───── PAGE EXCERPT
Dirty Data Flows Downstream: Fix It at the Source with Shift Left

9 min readFeb 11, 2025

We’ve built a system where every team hacks together its own data pipelines, reinventing the wheel for every use case. The result? Layers of redundant ETL jobs, cascading schema mismatches, and duplicated processing logic, creating a fragile, costly, and inefficient data ecosystem.

The burden of this inefficiency falls unfairly on data teams. Instead of building innovative solutions, they spend their time cleaning up after everyone else, fixing schema mismatches, reconciling duplicate records, and untangling the mess that gets worse with every new pipeline. It’s an exhausting, thankless cycle, and it’s not sustainable.

Instead of propagating this mess downstream, shift it left to the operational layer.

Do schema enforcement, deduplication, and transformation once, at the source, rather than five times in five different pipelines. Push processing upstream, closer to where the data is generated, rather than relying on a brittle patchwork of batch jobs.

For a deeper look at the challenges with traditional data architectures and why they are being reconsidered, check out this article on InfoQ.

The Traditional Data Pipeline: A Maintenance Nightmare

Multi-hop architectures are slow, costly, and error-prone. They depend on reactive data consumers pulling data, cleaning it, and shaping it after the fact.

*Multi-hop ELT to Reverse ETL to Push Insights Back to the Operational Estate*

Every team builds its own ETL, leading to:

Data duplication: The same data is transformed multiple times in different places.
Schema mismatches: Different teams define their own rules, leading to inconsistency.
Expensive compute costs: Redundant processing adds unnecessary load.
Slow insights: Waiting for batch jobs to finish delays decision-making.

The Unfair Burden on Data Teams

Today’s data teams are stuck in an endless loop of cleaning up messes they didn’t create. Instead of being strategic partners in business innovation, they’re treated like janitors for the data pipeline.

Dirty data flows downstream — raw, messy data cascades through multiple pipelines, forcing every team to solve the same problems over and over. If data needs to be deduplicated, every consumer must deduplicate it independently, leading to:

Wasted compute: Running deduplication logic across multiple pipelines increases cloud costs.
Resource inefficiency: Engineers are reinventing the wheel rather than focusing on innovation.
──────────
───── DATASET
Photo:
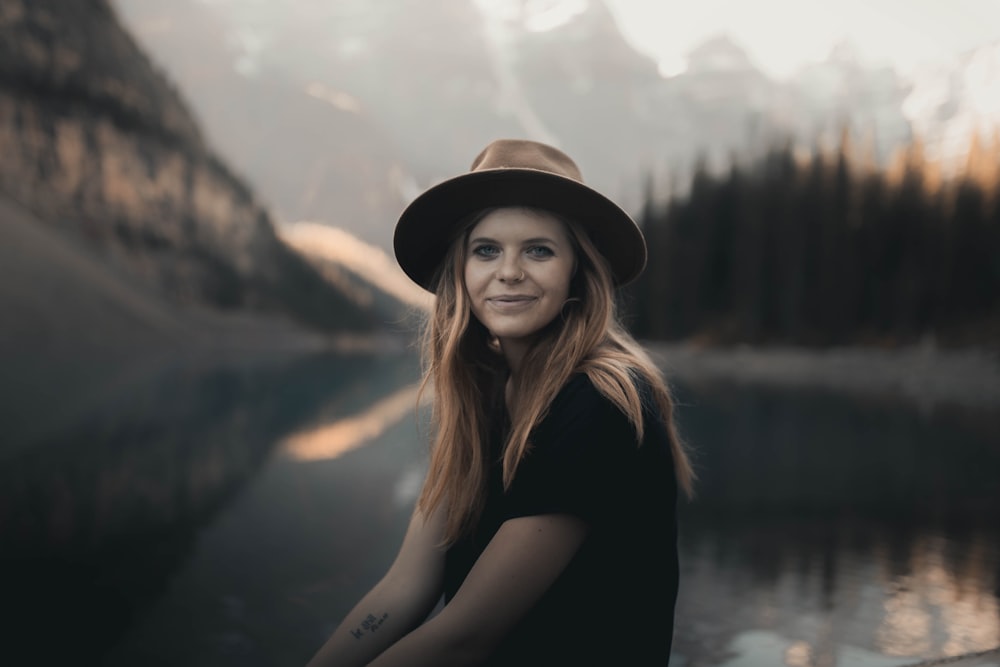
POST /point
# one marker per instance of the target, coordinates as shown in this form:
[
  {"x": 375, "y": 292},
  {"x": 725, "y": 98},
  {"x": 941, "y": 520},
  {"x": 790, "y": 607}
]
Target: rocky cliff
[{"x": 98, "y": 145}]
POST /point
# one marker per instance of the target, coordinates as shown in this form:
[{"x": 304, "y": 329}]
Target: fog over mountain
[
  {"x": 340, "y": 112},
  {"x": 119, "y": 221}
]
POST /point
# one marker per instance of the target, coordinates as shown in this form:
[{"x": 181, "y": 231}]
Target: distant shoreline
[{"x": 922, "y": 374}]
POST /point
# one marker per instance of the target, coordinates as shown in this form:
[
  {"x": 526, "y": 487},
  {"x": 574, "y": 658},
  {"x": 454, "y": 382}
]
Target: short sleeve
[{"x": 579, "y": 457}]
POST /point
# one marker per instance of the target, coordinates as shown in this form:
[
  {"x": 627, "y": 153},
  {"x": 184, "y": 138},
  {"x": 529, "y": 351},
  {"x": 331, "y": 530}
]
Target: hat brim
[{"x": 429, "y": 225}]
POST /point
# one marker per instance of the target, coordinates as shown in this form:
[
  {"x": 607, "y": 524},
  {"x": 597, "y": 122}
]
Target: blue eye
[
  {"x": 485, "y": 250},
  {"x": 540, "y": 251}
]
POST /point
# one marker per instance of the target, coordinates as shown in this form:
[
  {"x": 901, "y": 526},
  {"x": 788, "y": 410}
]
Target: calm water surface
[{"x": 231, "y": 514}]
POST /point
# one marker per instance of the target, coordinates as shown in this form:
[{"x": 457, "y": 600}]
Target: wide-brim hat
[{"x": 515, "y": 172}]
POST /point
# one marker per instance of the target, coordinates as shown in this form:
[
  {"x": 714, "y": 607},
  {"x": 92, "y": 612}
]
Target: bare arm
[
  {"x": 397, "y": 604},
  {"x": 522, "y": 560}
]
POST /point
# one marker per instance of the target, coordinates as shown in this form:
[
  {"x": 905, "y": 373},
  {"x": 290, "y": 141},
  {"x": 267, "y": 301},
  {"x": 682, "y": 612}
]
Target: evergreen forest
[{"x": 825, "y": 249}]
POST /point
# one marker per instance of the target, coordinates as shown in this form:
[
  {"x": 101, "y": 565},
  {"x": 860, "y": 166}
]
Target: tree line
──────────
───── DATASET
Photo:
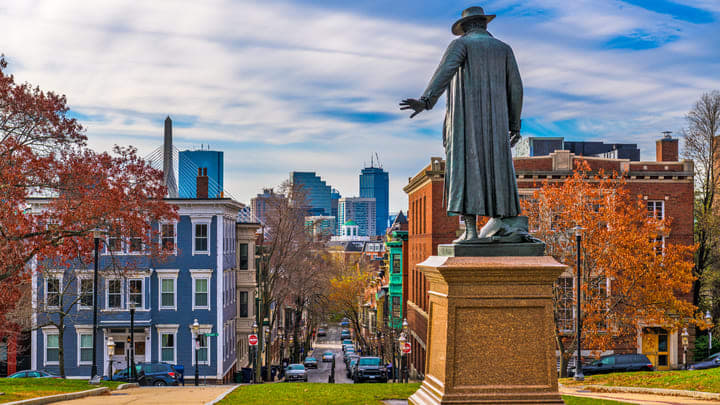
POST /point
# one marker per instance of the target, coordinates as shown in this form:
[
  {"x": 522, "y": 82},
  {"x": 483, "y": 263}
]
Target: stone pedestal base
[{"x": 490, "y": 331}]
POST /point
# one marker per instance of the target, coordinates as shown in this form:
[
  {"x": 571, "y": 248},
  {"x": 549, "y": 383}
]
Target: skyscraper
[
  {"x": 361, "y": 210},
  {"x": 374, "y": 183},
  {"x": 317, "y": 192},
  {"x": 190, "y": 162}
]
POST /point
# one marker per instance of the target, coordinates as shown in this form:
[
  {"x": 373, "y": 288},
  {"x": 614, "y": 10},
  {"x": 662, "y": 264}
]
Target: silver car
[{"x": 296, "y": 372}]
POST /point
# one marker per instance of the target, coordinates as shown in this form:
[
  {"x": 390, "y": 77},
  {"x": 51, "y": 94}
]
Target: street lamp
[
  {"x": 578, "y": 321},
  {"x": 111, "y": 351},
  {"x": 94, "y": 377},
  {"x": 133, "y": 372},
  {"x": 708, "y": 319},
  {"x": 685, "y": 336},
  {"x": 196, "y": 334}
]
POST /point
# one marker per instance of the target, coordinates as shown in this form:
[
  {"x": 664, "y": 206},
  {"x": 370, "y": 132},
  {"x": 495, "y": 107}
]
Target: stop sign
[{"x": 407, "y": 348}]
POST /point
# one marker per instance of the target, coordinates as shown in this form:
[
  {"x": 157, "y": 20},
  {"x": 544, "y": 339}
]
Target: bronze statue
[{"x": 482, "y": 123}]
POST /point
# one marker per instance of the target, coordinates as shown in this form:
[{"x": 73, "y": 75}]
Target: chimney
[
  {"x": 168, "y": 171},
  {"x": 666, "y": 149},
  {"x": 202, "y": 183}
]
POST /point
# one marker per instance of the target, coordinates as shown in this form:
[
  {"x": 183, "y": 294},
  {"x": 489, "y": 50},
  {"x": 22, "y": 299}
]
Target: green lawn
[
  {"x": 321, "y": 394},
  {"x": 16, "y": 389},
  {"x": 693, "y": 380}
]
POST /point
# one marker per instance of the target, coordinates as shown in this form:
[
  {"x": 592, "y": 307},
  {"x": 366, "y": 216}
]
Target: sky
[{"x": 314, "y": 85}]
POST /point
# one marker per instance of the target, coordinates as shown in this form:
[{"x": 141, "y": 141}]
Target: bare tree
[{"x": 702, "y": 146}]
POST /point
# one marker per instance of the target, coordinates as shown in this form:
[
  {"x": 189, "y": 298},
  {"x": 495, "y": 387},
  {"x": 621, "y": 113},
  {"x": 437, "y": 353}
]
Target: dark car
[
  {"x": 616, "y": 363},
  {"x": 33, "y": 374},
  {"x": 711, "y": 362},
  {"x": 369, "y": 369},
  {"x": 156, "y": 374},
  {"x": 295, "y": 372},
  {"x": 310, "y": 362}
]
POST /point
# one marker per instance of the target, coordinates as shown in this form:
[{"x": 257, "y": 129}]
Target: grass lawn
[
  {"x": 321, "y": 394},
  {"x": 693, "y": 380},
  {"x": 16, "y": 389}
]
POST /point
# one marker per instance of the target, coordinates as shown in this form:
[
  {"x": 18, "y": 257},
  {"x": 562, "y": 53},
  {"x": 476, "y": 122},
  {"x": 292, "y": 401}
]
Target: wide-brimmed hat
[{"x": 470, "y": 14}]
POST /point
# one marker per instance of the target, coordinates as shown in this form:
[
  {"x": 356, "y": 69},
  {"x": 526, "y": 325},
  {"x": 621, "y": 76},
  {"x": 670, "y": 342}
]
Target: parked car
──────────
───── DATASET
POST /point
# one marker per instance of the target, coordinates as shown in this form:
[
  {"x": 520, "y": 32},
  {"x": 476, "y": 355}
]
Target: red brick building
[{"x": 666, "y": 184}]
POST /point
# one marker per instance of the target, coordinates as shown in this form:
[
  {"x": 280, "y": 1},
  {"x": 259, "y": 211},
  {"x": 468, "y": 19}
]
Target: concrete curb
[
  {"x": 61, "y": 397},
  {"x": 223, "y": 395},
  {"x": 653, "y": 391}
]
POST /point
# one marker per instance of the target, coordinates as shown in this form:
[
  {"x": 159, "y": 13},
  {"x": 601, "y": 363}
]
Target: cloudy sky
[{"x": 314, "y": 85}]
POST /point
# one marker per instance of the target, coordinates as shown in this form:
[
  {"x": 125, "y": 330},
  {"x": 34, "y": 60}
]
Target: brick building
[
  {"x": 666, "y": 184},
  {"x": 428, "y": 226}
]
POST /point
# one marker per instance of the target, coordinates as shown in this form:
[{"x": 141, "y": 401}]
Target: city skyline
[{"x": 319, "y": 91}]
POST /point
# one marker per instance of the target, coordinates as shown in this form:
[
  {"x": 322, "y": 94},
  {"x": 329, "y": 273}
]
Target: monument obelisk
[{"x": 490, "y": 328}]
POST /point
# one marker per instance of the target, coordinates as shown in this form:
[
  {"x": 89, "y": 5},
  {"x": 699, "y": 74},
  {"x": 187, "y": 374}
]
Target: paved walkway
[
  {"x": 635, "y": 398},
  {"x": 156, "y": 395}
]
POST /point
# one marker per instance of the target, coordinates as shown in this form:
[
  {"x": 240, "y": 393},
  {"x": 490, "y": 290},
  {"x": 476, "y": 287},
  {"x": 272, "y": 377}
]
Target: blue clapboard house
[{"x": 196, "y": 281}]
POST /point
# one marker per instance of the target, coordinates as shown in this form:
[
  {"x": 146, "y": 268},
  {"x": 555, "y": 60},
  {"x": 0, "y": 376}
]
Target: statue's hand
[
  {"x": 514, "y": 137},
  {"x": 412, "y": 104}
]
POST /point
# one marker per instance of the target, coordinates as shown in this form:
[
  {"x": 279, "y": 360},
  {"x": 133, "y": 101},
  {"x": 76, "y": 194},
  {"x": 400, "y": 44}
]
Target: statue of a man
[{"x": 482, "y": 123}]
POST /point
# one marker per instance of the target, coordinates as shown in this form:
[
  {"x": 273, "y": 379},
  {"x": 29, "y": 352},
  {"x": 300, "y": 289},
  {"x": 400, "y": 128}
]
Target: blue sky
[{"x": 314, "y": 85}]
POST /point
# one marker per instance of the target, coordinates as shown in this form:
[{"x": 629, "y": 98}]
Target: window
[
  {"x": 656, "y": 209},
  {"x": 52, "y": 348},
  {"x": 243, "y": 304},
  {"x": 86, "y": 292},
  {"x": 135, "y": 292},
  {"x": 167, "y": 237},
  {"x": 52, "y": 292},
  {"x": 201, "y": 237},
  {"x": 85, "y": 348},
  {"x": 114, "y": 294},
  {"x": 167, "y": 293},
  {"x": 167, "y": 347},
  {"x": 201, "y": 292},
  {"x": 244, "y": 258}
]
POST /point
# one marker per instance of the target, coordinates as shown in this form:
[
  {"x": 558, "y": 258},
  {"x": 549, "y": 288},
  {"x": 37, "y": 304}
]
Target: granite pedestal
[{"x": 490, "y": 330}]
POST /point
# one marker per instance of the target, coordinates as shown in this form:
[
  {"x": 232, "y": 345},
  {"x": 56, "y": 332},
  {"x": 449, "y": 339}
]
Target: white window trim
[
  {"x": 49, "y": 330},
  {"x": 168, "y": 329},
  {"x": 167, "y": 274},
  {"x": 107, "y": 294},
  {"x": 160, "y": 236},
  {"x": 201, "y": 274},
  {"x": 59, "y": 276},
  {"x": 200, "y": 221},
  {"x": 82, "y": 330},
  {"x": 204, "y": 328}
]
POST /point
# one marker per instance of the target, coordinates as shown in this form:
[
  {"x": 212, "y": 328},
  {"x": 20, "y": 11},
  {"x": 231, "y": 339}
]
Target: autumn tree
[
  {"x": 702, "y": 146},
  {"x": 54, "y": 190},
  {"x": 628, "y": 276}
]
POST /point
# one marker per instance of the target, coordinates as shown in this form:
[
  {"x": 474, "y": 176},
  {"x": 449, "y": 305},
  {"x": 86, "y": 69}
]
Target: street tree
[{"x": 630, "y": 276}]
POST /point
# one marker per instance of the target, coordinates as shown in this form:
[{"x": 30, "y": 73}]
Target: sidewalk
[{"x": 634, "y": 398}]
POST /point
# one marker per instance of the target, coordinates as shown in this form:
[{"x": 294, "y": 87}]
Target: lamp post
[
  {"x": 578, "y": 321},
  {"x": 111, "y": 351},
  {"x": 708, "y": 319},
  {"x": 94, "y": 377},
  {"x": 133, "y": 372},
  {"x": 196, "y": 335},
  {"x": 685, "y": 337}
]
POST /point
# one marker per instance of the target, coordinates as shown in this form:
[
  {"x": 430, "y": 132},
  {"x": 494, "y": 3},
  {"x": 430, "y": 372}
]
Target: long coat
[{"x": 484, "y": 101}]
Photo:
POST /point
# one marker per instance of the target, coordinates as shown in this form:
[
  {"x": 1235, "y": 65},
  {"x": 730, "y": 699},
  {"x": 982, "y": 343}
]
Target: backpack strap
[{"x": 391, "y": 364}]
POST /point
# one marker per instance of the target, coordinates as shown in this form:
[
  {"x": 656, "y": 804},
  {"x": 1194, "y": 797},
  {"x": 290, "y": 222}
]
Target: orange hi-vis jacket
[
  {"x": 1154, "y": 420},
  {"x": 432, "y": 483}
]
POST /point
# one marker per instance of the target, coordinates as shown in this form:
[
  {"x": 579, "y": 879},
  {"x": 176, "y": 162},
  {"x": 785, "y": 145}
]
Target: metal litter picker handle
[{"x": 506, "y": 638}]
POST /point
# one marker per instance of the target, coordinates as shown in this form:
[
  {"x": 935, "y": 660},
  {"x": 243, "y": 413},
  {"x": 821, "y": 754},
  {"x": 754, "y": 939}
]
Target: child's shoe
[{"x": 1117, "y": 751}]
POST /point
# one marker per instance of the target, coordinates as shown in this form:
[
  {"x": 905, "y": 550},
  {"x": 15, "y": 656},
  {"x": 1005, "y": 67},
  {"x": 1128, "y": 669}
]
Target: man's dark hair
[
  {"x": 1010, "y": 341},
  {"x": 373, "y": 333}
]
──────────
**DIRECTIONS FOR THIS TASK**
Continue the article on shifting data processing left, starting right after its final line and keeping its tone and structure.

**THE RESULT**
Inconsistent results: Different teams may apply different deduplication logic, leading to discrepancies.

Instead of forcing data teams to fix the same problems repeatedly, the solution is simple: shift these responsibilities left and enforce data quality at the source.

Shift Left: Learning from Other Movements

Shifting left has transformed multiple domains in software engineering by addressing problems earlier in the process, reducing cost, and improving efficiency. This principle has already proven invaluable in:

Testing & QA

Early in my career, I would write software and then throw it over the fence to a human QA team. They would manually test it, find bugs, and throw it back over the fence to me to fix.

This back-and-forth was slow, expensive, and grossly inefficient.

Initially, testing was done post-build, resulting in costly bug fixes, long release cycles, and unpredictable failures in production. When automated testing was first proposed as a way to shift testing left, many engineers resisted. They saw it as extra work, a distraction from building features.

But as testing became part of the development process, it became clear how much time and pain it saved. Today, automated testing is the standard because it prevents costly mistakes from reaching production.

Security & Privacy

Similar, security was once a disconnected afterthought, with audits and vulnerability assessments performed only before a release.

The result? Critical flaws discovered too late, leading to expensive remediation efforts and security breaches.

Shift Left Security (DevSecOps) embeds security checks early, ensuring vulnerabilities are detected and mitigated before they cause harm.

Similarly, privacy concerns have traditionally been addressed as a reactive compliance burden, patched in at the last moment. But Shift Left Privacy means building privacy into the architecture from the beginning.

The Shift Left Data Approach

Just as testing, security, and privacy improved by shifting left, data engineering must adopt the same approach. Today, data teams inherit messy, inconsistent data, forcing them to clean it up in costly downstream ETL pipelines.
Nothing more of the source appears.